=== Assignment ===
What are the lines of the listing below, word for word, from the first down to the one that contains "the black sneaker"?

=== Entries shown ===
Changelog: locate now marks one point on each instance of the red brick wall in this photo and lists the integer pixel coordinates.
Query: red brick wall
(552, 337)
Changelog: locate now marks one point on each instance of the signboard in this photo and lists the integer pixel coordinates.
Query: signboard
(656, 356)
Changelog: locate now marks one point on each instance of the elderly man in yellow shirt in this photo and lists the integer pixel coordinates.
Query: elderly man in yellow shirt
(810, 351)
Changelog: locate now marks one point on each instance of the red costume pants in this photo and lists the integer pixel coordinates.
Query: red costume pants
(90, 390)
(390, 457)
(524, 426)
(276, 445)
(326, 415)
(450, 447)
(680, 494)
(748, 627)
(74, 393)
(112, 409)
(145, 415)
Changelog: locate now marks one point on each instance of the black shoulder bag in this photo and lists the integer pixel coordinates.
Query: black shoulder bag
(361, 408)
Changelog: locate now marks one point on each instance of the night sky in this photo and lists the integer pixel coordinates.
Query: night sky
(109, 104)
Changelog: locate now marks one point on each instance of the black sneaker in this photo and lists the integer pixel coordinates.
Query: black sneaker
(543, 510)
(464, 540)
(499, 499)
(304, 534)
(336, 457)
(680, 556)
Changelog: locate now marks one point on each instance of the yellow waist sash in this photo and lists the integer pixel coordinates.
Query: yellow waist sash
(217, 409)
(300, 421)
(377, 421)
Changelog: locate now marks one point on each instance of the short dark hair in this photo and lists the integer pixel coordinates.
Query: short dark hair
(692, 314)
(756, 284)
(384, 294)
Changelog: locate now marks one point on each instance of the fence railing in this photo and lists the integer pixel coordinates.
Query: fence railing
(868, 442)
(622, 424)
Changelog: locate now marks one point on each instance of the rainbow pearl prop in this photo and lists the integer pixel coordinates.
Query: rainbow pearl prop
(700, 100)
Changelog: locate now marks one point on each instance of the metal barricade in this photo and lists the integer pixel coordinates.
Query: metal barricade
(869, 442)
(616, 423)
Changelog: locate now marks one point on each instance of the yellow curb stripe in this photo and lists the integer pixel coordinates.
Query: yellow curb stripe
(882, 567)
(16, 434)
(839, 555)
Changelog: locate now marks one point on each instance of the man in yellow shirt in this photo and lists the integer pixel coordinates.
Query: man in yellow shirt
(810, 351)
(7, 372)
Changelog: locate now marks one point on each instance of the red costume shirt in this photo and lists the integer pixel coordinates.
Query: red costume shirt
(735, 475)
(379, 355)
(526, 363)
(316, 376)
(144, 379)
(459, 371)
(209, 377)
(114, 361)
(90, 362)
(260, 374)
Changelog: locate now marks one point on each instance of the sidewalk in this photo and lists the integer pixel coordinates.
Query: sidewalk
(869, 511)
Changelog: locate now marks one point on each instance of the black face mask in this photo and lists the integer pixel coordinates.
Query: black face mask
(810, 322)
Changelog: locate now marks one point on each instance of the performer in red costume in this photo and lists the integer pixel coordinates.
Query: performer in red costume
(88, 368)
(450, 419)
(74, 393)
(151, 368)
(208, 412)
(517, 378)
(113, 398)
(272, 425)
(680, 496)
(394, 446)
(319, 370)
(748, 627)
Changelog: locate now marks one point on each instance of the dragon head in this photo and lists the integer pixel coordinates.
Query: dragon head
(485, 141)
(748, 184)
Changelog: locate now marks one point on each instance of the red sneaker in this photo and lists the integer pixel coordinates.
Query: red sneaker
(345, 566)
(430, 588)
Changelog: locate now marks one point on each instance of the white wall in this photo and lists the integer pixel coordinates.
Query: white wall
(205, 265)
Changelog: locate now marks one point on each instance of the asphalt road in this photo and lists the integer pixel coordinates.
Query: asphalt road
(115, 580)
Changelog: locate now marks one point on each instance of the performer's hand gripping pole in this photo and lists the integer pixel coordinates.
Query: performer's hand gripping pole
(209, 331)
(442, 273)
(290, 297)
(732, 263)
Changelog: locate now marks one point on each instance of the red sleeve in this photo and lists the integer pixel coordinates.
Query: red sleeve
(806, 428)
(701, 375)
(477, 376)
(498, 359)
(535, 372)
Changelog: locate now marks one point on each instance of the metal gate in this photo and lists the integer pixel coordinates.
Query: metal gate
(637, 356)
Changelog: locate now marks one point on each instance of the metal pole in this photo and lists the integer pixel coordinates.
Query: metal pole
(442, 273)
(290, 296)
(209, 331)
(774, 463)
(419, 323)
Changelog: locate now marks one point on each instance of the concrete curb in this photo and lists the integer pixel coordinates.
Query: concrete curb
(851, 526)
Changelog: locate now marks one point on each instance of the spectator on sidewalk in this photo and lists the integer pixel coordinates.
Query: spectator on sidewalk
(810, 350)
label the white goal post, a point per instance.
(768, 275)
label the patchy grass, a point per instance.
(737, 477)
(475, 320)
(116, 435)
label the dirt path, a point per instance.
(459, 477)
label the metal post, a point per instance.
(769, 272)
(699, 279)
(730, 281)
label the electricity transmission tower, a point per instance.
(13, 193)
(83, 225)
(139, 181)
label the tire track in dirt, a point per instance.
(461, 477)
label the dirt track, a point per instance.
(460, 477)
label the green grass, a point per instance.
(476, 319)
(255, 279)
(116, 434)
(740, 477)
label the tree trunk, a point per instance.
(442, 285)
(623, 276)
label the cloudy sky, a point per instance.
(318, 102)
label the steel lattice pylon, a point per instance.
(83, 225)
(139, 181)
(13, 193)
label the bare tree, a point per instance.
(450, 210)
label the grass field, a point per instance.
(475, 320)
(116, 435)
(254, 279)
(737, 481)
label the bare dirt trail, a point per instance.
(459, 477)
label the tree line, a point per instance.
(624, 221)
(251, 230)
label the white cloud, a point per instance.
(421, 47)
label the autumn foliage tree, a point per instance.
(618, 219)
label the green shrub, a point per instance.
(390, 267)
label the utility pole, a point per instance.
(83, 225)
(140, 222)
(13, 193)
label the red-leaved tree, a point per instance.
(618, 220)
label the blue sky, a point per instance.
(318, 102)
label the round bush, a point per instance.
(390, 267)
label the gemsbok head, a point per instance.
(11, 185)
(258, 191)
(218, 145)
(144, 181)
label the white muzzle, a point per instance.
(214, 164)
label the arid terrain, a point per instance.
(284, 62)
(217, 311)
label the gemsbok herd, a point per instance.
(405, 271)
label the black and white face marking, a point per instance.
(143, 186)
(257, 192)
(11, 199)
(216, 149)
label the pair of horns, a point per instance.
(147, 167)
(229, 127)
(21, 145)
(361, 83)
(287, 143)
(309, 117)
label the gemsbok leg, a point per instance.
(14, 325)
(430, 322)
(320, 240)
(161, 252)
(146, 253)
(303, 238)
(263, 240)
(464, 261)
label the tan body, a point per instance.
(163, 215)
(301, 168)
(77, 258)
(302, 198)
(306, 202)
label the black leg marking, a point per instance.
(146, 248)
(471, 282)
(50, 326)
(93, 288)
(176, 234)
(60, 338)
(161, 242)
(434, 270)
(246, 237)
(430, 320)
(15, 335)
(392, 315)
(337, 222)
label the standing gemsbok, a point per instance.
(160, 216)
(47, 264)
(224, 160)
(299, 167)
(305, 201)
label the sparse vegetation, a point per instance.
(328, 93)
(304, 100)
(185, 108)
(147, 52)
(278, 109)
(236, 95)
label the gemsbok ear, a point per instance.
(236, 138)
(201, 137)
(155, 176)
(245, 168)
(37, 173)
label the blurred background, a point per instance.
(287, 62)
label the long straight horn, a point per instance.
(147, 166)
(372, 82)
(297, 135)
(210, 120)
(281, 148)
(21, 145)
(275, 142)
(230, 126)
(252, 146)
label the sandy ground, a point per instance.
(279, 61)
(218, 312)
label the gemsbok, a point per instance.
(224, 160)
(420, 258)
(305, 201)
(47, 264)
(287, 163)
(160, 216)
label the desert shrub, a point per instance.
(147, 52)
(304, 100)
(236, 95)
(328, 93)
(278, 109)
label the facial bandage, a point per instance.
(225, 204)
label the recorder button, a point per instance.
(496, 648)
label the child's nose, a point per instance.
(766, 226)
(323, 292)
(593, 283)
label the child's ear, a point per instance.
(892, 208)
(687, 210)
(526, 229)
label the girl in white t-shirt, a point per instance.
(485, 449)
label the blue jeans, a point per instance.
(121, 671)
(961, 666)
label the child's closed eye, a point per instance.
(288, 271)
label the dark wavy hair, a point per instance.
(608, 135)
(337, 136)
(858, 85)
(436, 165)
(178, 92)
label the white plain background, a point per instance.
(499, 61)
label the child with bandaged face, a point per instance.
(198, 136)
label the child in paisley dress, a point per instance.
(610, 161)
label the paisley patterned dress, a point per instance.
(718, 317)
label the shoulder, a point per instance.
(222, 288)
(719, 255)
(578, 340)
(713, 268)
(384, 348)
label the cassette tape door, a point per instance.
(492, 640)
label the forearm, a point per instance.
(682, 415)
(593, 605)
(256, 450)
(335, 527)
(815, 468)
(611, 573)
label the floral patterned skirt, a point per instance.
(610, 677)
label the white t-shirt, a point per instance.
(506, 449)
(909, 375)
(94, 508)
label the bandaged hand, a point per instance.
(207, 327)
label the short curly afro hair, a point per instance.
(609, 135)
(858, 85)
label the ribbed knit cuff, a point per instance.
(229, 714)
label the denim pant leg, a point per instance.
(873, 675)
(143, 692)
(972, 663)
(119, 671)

=== Output of the exercise ===
Changelog: locate now marks one point on each instance of the red brick wall in this photo and lists the integer pixel coordinates.
Query: red brick wall
(552, 337)
Changelog: locate now marks one point on each instance of the signboard in this photo and lists the integer pixel coordinates.
Query: signboard
(656, 356)
Changelog: locate now marks one point on each instance of the elderly man in yellow shirt in this photo and lists the integer pixel coordinates.
Query: elderly man in yellow shirt
(810, 351)
Changelog: locate now marks one point on each instance of the red costume pants in this photo and lists the integer pixel coordinates.
Query: red costume pants
(90, 390)
(390, 457)
(524, 426)
(276, 445)
(326, 415)
(450, 447)
(680, 494)
(748, 627)
(74, 393)
(112, 409)
(145, 415)
Changelog: locate now marks one point on each instance of the black shoulder bag in this photo and lists the integer pixel coordinates.
Query: black shoulder bag
(361, 408)
Changelog: locate now marks one point on each instance of the night sky in this photo and lists the integer pixel coordinates.
Query: night sky
(109, 104)
Changelog: locate now marks one point on each instance of the black sneaker in this photo and lists the integer pixel coordinates.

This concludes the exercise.